* _EXCERPT TO READ_:
▼

Chapter 21
THE GRAND CANAL. IV: FROM THE STATION TO THE MOCENIGO PALACE, LOOKING TO THE LEFT
The Scalzi--The Labia Palace--The missing cicerone--Tiepolo and Cleopatra--S. Marcuola and Titian--A maker of oars--The death of Wagner--Frescoes on palaces--The Ca' d'Oro--Baron Franchetti--S. Sebastian--The Palazzo Michiel dalle Colonne--A merry tapestry--A cardinal's nursery--The Palazzo Lion--The Fondaco dei Tedeschi--Canova, Titian, and Byron.
Beginning at the Railway Station and going towards the Ducal Palace, the first building is the church of the Scalzi, by the iron bridge. The church is a very ornate structure famous for its marbles and reliefs, which counterfeit drapery and take the place of altar pictures; but these are an acquired taste. On the ceiling the brave Tiepolo has sprawled a vigorous illustration of the spiriting away of the house of the Virgin to Loreto, near Ancona.
Next come a row of shops, and, at the corner, the Lido hotels' motor-launch office, and then several negligible decayed palaces. The first of any importance is the tall seventeenth-century incomplete Flangini with Michael Angelesque figures over the door. Then the Scuola dei Morti with its _memento mori_ on the wall, and then S. Geremia: outside, a fine mass of yellow brick with a commanding campanile; inside, all Palladian coolness. Against the church a little house has been built, and at the corner of the Grand Canal and the Cannaregio is the figure of the Virgin. The great palace a little way down the canal which branches off here--the Cannaregio--is the Labia, interesting chiefly as containing the masterpiece of Tiepolo, unless one agrees with Symonds that his picture of S. Agnes in SS. Apostoli is his greatest effort. So far as I am concerned, Tiepolo painted largely in vain. I can admire the firm decision of his drawing and his skill in composition, but I can never lose the feeling that his right place is the wall of a restaurant or a theater curtain. Still, since at the Palazzo Labia we find him decorating a banqueting hall with a secular subject, all is well.

▲

* _REQUEST A_:
Please reproduce the lines of the Grand Canal chapter that begin at the words "Beginning at the" and stop after "Loreto, near Ancona.".

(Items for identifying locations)
▼

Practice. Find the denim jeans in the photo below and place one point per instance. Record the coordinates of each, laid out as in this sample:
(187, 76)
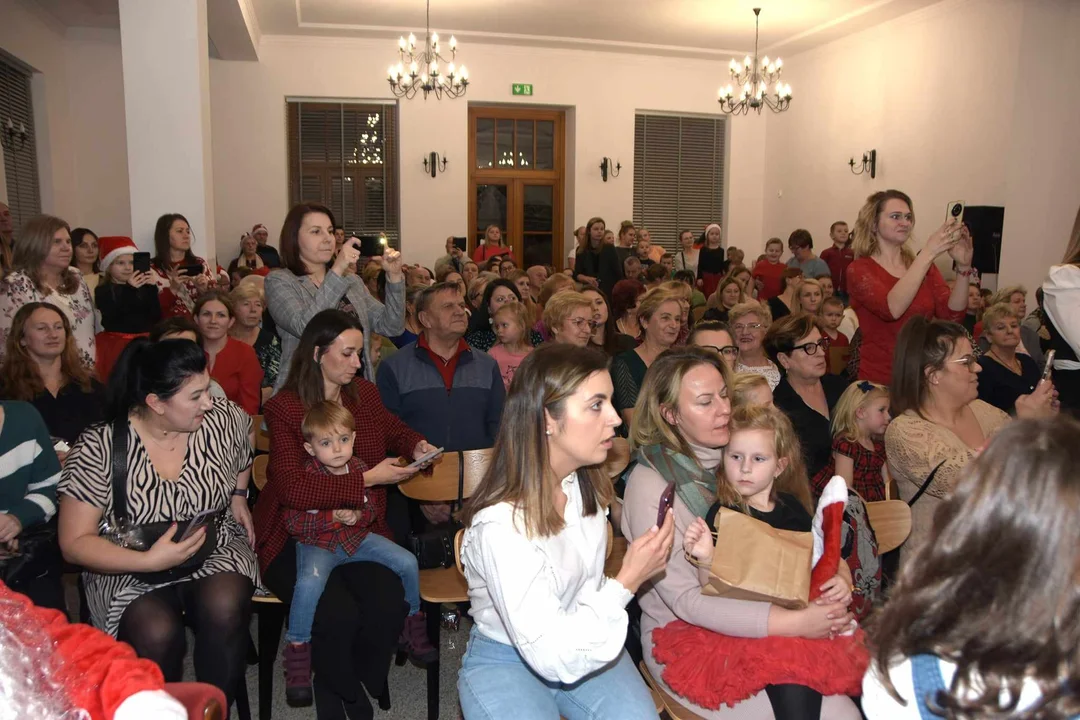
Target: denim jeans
(495, 683)
(314, 565)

▲

* _REQUEST B_:
Write out the listing above again, substituting "cargo pants" for "denim jeans" and keeping everything else the same. Omit the pictures.

* _COMPLETE RESPONSE A_:
Beginning at the Railway Station and going towards the Ducal Palace, the first building is the church of the Scalzi, by the iron bridge. The church is a very ornate structure famous for its marbles and reliefs, which counterfeit drapery and take the place of altar pictures; but these are an acquired taste. On the ceiling the brave Tiepolo has sprawled a vigorous illustration of the spiriting away of the house of the Virgin to Loreto, near Ancona.

* _COMPLETE RESPONSE B_:
Practice. Find the cargo pants in the photo below and place one point per instance. Record the coordinates of each, laid out as in this sample:
(187, 76)
Target: cargo pants
(495, 683)
(314, 565)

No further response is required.